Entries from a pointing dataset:
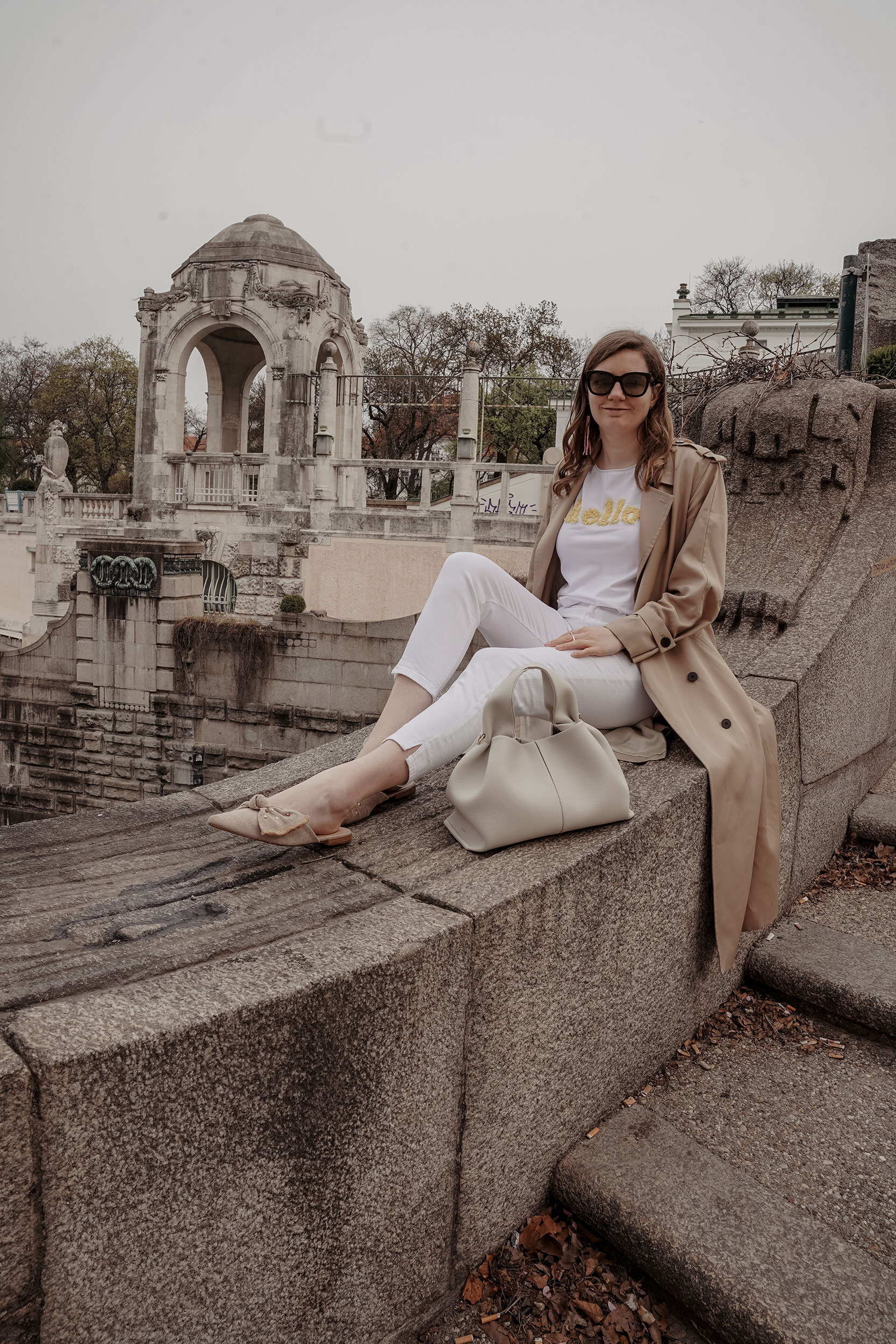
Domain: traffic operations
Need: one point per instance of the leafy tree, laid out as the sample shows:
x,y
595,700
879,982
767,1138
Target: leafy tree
x,y
93,390
725,285
415,416
731,284
257,394
782,278
25,371
195,426
881,362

Short exercise
Please write out every line of the data above again, requests included, but leave out the pictures. Multiply each coordinate in the answers by 0.35 and round it to a whole number, with halves rounded up.

Task answer
Domain: traffic operations
Need: one point per instance of the leafy tree, laid out as the sample shows:
x,y
595,700
879,982
767,1138
Target: leafy tree
x,y
33,137
254,100
145,146
256,99
90,138
274,97
9,130
68,149
308,127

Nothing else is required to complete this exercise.